## What to produce:
Copy verbatim the block of lines in the entries below whose first line contains "negative clicks: (1332, 1093) (1358, 1405)" and whose last line contains "719L1122 814L1143 679ZM1208". Leave out all other lines.

Stored data:
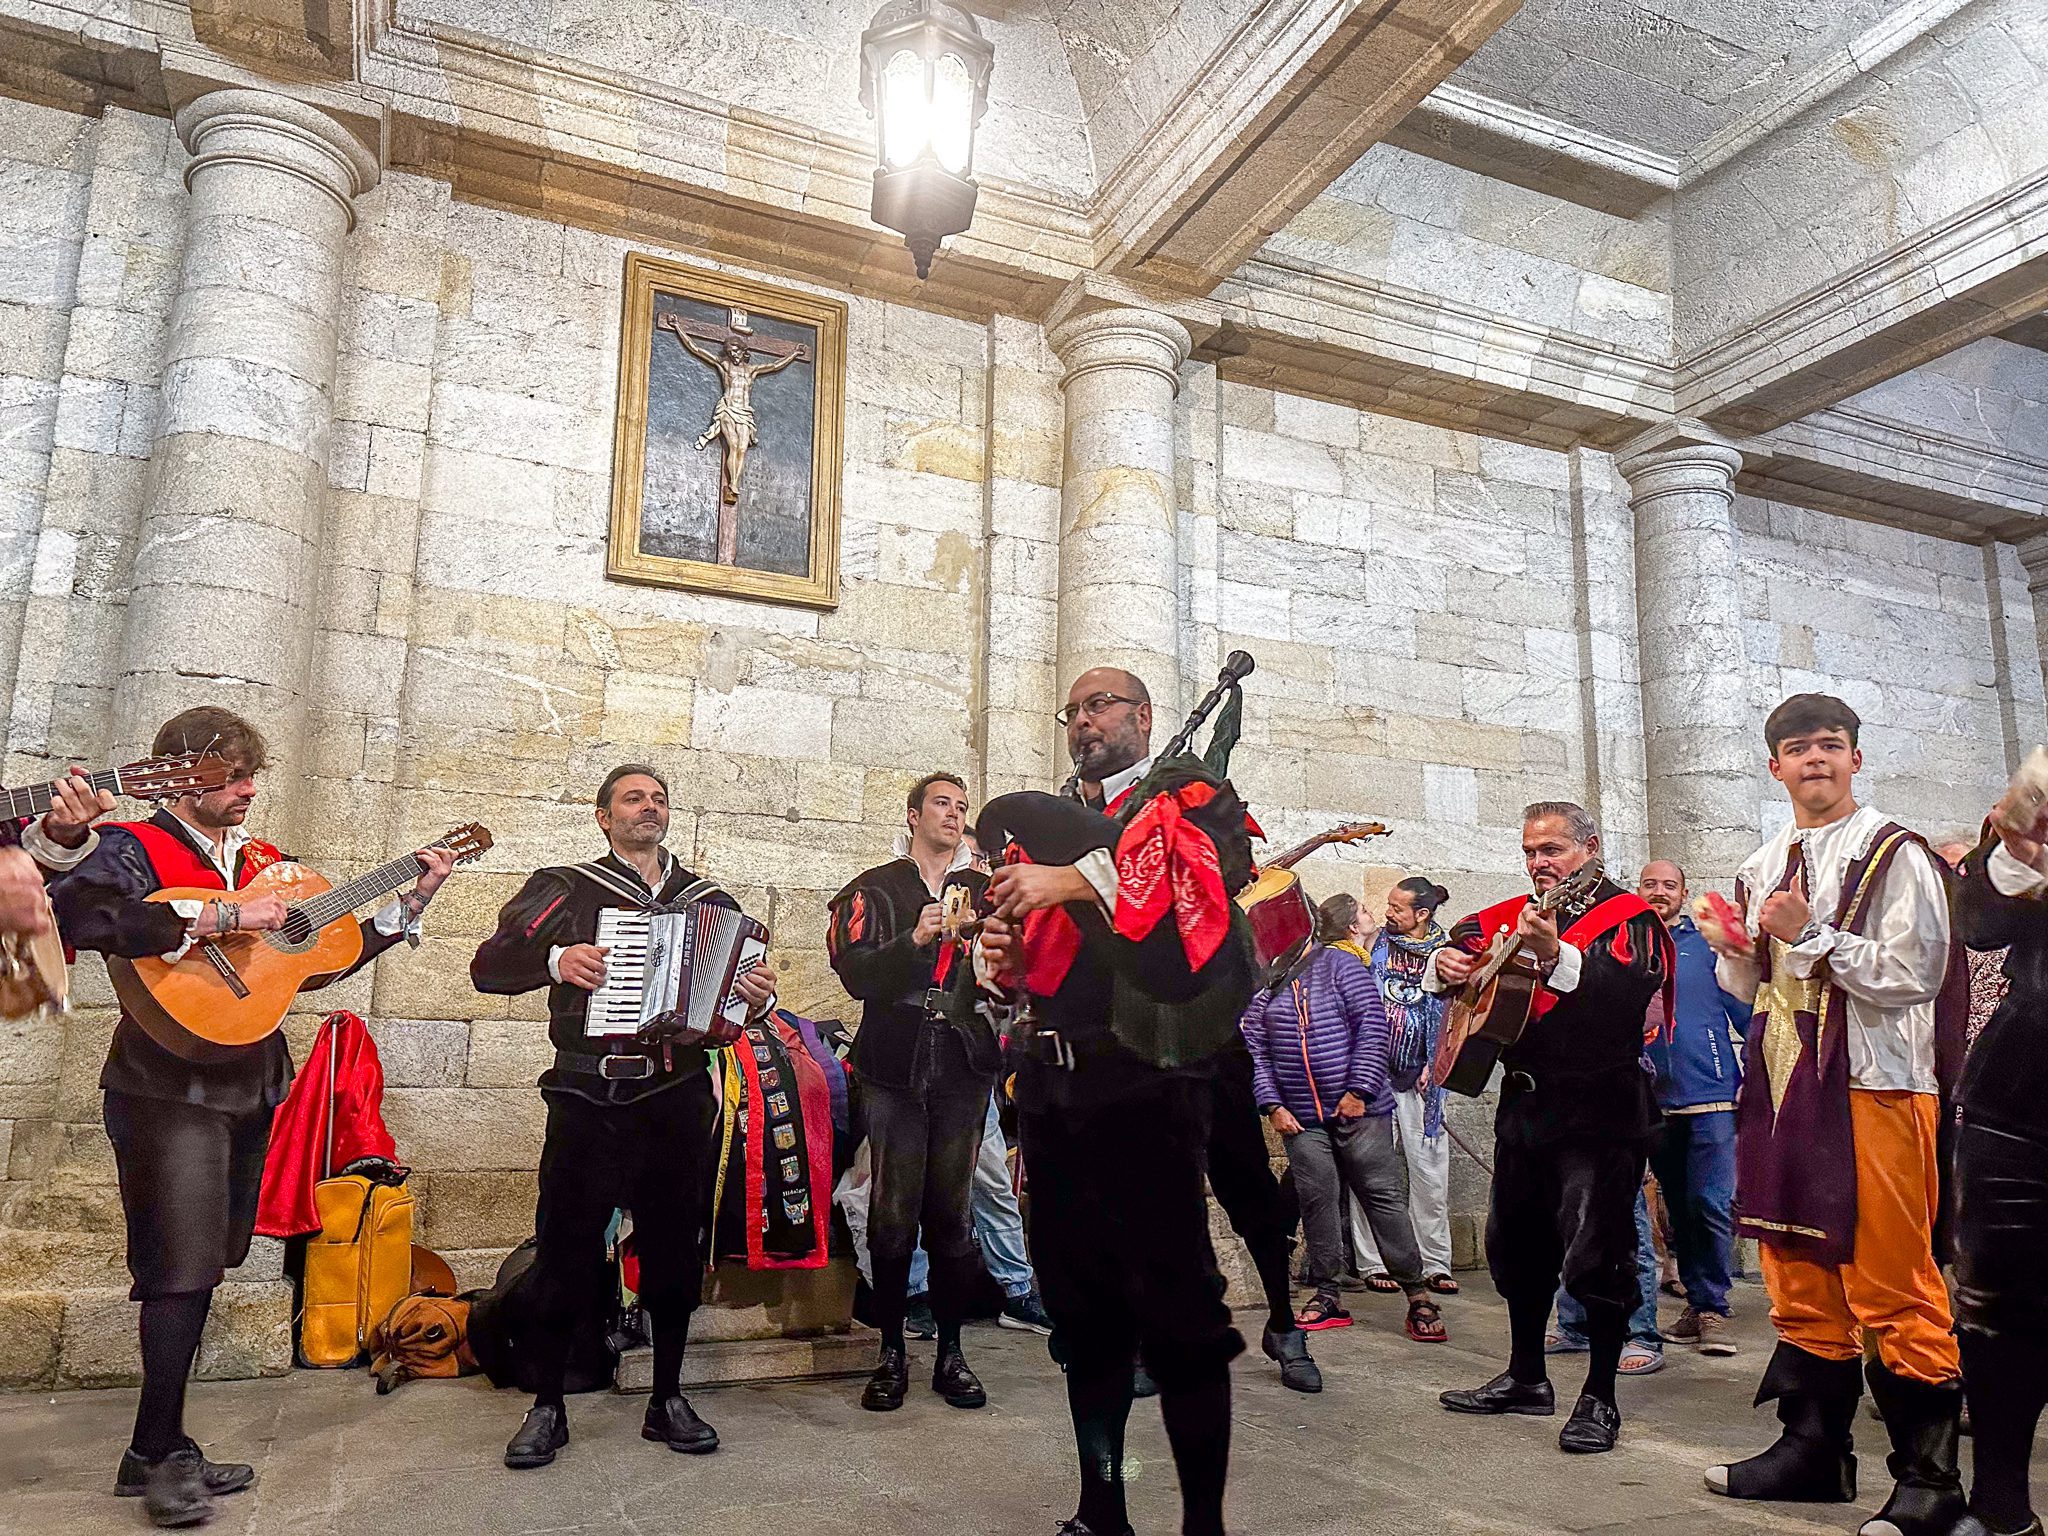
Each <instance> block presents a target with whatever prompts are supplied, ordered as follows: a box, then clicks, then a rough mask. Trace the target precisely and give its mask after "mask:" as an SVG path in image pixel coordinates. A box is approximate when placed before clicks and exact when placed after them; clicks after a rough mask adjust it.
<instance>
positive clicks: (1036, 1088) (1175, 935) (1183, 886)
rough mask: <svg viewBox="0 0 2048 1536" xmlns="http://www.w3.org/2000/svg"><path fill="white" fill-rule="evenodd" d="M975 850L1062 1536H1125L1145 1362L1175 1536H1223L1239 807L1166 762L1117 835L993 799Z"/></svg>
mask: <svg viewBox="0 0 2048 1536" xmlns="http://www.w3.org/2000/svg"><path fill="white" fill-rule="evenodd" d="M1100 676H1102V674H1083V678H1081V680H1079V682H1075V686H1073V692H1071V694H1069V711H1063V719H1065V721H1067V727H1069V741H1071V739H1073V733H1075V723H1077V721H1081V719H1098V717H1100V711H1092V709H1081V707H1083V705H1090V702H1092V700H1094V694H1096V692H1098V688H1096V682H1098V680H1100ZM1116 676H1118V678H1124V676H1126V674H1116ZM1231 690H1233V692H1235V680H1233V682H1231ZM1124 692H1126V694H1137V692H1139V690H1137V688H1130V686H1128V682H1126V688H1124ZM1219 694H1221V688H1219ZM1219 694H1212V698H1214V696H1219ZM1206 702H1208V700H1204V705H1206ZM1147 713H1149V711H1147ZM1202 713H1204V711H1196V719H1200V715H1202ZM1147 723H1149V721H1147ZM1087 772H1090V768H1087V764H1085V762H1083V774H1087ZM1096 782H1100V780H1096ZM977 840H979V842H981V846H983V848H985V850H989V852H991V856H995V858H997V870H995V874H993V877H991V881H989V901H991V903H993V907H995V915H993V918H991V920H989V924H987V926H985V930H983V948H981V954H983V961H985V963H987V965H989V969H991V971H993V975H995V977H997V979H1001V981H1006V983H1010V985H1014V987H1018V989H1020V991H1022V993H1026V995H1028V1010H1026V1016H1024V1020H1022V1022H1020V1024H1018V1026H1016V1028H1014V1030H1012V1040H1010V1049H1012V1059H1014V1061H1016V1063H1018V1128H1020V1137H1022V1149H1024V1165H1026V1169H1028V1178H1030V1192H1032V1196H1030V1212H1032V1214H1030V1245H1032V1257H1034V1262H1036V1266H1038V1278H1040V1286H1042V1290H1044V1305H1047V1311H1049V1313H1051V1317H1053V1327H1055V1335H1053V1346H1055V1352H1057V1354H1061V1356H1063V1360H1065V1364H1067V1405H1069V1411H1071V1413H1073V1436H1075V1448H1077V1452H1079V1464H1081V1499H1079V1507H1077V1511H1075V1516H1073V1520H1069V1522H1067V1524H1065V1526H1061V1532H1063V1536H1128V1534H1130V1524H1128V1520H1126V1513H1124V1489H1122V1462H1124V1421H1126V1419H1128V1415H1130V1397H1133V1368H1135V1362H1137V1360H1139V1358H1141V1356H1143V1360H1145V1364H1147V1368H1149V1370H1151V1374H1153V1378H1155V1380H1157V1384H1159V1405H1161V1411H1163V1417H1165V1430H1167V1440H1169V1442H1171V1446H1174V1464H1176V1470H1178V1475H1180V1491H1182V1532H1186V1534H1188V1536H1217V1534H1219V1532H1223V1489H1225V1481H1227V1470H1229V1446H1231V1378H1229V1364H1231V1360H1233V1358H1235V1356H1237V1354H1239V1352H1241V1350H1243V1339H1241V1337H1239V1335H1237V1329H1233V1327H1231V1315H1229V1309H1227V1307H1225V1305H1223V1278H1221V1274H1219V1270H1217V1255H1214V1249H1212V1247H1210V1241H1208V1200H1206V1192H1204V1184H1202V1176H1204V1157H1206V1147H1208V1124H1210V1083H1208V1075H1210V1061H1212V1057H1214V1053H1217V1051H1219V1049H1221V1047H1225V1044H1229V1042H1231V1040H1233V1038H1237V1018H1239V1014H1241V1012H1243V1008H1245V1004H1247V999H1249V997H1251V991H1253V985H1255V975H1253V958H1251V938H1249V930H1247V926H1245V920H1243V913H1239V911H1237V907H1235V903H1233V901H1231V895H1233V893H1235V891H1239V889H1243V885H1247V883H1249V879H1251V842H1249V838H1247V834H1245V809H1243V803H1241V801H1239V799H1237V793H1235V791H1233V788H1231V784H1229V782H1227V780H1223V778H1221V776H1219V774H1217V772H1212V770H1210V768H1206V766H1204V764H1202V762H1198V760H1196V758H1188V756H1178V754H1165V756H1161V760H1159V762H1155V764H1153V766H1151V768H1149V770H1147V772H1145V776H1143V778H1141V782H1137V786H1135V788H1133V791H1130V795H1128V797H1126V799H1124V803H1122V805H1120V807H1118V815H1116V817H1110V815H1104V813H1102V811H1096V809H1090V807H1087V805H1083V803H1079V801H1073V799H1059V797H1053V795H1036V793H1026V795H1004V797H999V799H995V801H991V803H989V805H987V807H985V809H983V813H981V821H979V823H977Z"/></svg>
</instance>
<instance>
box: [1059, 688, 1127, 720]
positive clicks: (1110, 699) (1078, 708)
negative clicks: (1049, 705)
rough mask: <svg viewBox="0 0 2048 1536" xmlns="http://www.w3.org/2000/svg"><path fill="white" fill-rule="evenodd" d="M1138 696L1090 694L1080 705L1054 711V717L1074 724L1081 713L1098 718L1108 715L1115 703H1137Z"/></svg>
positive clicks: (1087, 716)
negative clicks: (1132, 696)
mask: <svg viewBox="0 0 2048 1536" xmlns="http://www.w3.org/2000/svg"><path fill="white" fill-rule="evenodd" d="M1135 702H1139V700H1137V698H1124V696H1122V694H1090V696H1087V698H1083V700H1081V702H1079V705H1067V707H1065V709H1057V711H1053V719H1055V721H1059V723H1061V725H1073V723H1075V721H1077V719H1079V717H1081V715H1087V717H1090V719H1096V717H1098V715H1106V713H1108V711H1110V707H1114V705H1135Z"/></svg>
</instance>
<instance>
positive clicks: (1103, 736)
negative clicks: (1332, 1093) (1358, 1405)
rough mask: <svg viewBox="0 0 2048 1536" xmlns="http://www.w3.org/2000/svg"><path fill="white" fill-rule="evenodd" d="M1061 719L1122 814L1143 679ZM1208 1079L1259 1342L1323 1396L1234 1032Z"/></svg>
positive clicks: (1077, 694)
mask: <svg viewBox="0 0 2048 1536" xmlns="http://www.w3.org/2000/svg"><path fill="white" fill-rule="evenodd" d="M1059 719H1061V723H1063V725H1065V727H1067V756H1069V758H1071V760H1073V768H1075V776H1077V780H1079V782H1077V791H1079V797H1081V803H1083V805H1090V807H1094V809H1098V811H1104V813H1106V815H1122V813H1124V809H1126V799H1128V795H1130V791H1133V788H1137V784H1139V780H1141V778H1145V774H1147V772H1151V766H1153V756H1151V725H1153V721H1151V694H1149V692H1147V690H1145V682H1143V680H1141V678H1139V676H1137V674H1133V672H1124V670H1122V668H1094V670H1092V672H1083V674H1081V676H1079V678H1075V684H1073V688H1069V690H1067V707H1065V709H1063V711H1061V715H1059ZM1104 870H1106V860H1104V862H1102V864H1100V866H1098V879H1100V881H1102V883H1104V885H1108V877H1106V874H1104ZM1208 1083H1210V1092H1212V1096H1214V1106H1212V1108H1210V1116H1208V1186H1210V1190H1212V1192H1214V1196H1217V1204H1219V1206H1223V1214H1225V1217H1229V1223H1231V1231H1235V1233H1237V1237H1239V1239H1243V1243H1245V1249H1247V1251H1249V1253H1251V1264H1253V1268H1255V1270H1257V1274H1260V1290H1262V1292H1264V1296H1266V1329H1264V1333H1262V1341H1260V1343H1262V1348H1264V1352H1266V1356H1268V1358H1270V1360H1274V1362H1278V1366H1280V1384H1282V1386H1288V1389H1292V1391H1296V1393H1321V1391H1323V1372H1321V1370H1319V1368H1317V1364H1315V1360H1313V1358H1309V1335H1307V1333H1305V1331H1303V1329H1300V1327H1296V1325H1294V1292H1292V1278H1290V1274H1288V1266H1290V1262H1292V1253H1294V1229H1296V1227H1298V1225H1300V1208H1298V1204H1296V1200H1294V1198H1292V1194H1290V1192H1288V1190H1284V1188H1282V1186H1280V1180H1276V1178H1274V1171H1272V1155H1270V1153H1268V1149H1266V1130H1264V1116H1260V1106H1257V1096H1255V1094H1253V1092H1251V1053H1249V1049H1245V1040H1243V1034H1239V1032H1235V1030H1233V1032H1231V1038H1229V1042H1227V1044H1225V1049H1223V1051H1219V1053H1217V1057H1214V1061H1212V1063H1210V1077H1208ZM1143 1380H1145V1370H1143V1366H1141V1382H1143Z"/></svg>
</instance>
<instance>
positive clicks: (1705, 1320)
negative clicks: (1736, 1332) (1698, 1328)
mask: <svg viewBox="0 0 2048 1536" xmlns="http://www.w3.org/2000/svg"><path fill="white" fill-rule="evenodd" d="M1698 1321H1700V1354H1718V1356H1729V1354H1735V1329H1731V1327H1729V1319H1726V1317H1722V1315H1720V1313H1700V1319H1698Z"/></svg>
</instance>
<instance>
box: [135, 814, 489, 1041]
mask: <svg viewBox="0 0 2048 1536" xmlns="http://www.w3.org/2000/svg"><path fill="white" fill-rule="evenodd" d="M430 846H434V848H446V850H449V852H451V854H455V862H457V864H467V862H469V860H473V858H479V856H481V854H483V852H487V850H489V846H492V834H489V831H485V829H483V827H479V825H475V823H473V821H471V823H467V825H461V827H455V829H453V831H449V834H446V836H444V838H436V840H434V842H432V844H430ZM422 872H424V866H422V864H420V858H418V854H406V856H403V858H393V860H391V862H389V864H381V866H379V868H373V870H371V872H369V874H360V877H356V879H354V881H348V885H330V883H328V879H326V877H322V874H317V872H315V870H309V868H307V866H305V864H293V862H283V864H270V866H268V868H264V870H258V874H256V879H252V881H250V883H248V885H244V887H242V889H240V891H207V889H201V887H195V889H170V891H152V893H150V901H178V899H188V901H227V903H231V905H242V903H244V901H248V899H250V897H258V895H276V897H283V899H285V926H283V928H279V930H272V932H266V934H250V932H229V934H219V936H217V938H203V940H199V942H195V944H193V948H188V950H186V952H184V954H180V956H178V961H176V963H170V965H166V963H164V961H162V958H160V956H154V954H152V956H143V958H139V961H121V958H109V961H106V971H109V975H111V977H113V981H115V991H117V993H119V995H121V1006H123V1008H127V1012H129V1016H131V1018H133V1020H135V1022H137V1024H141V1026H143V1030H147V1034H150V1038H152V1040H156V1042H158V1044H160V1047H164V1049H166V1051H170V1053H174V1055H180V1057H184V1059H186V1061H223V1059H225V1057H229V1055H231V1053H236V1051H240V1049H244V1047H252V1044H256V1042H258V1040H262V1038H266V1036H268V1034H270V1032H272V1030H274V1028H276V1026H279V1024H283V1022H285V1014H287V1010H291V1001H293V997H297V995H299V989H301V987H303V985H305V983H307V981H311V979H315V977H332V975H338V973H342V971H346V969H348V967H352V965H354V963H356V961H360V958H362V928H360V924H358V922H356V913H358V911H360V909H362V907H369V905H371V903H375V901H383V899H385V897H389V895H391V893H393V891H397V889H399V887H401V885H410V883H412V881H416V879H420V874H422Z"/></svg>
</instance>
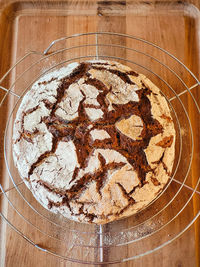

## Written solution:
negative clicks: (1332, 1093) (1358, 1405)
rough mask: <svg viewBox="0 0 2048 1536" xmlns="http://www.w3.org/2000/svg"><path fill="white" fill-rule="evenodd" d="M1061 719L1122 814L1143 679ZM1208 1079L1259 1342L1323 1396L1234 1032Z"/></svg>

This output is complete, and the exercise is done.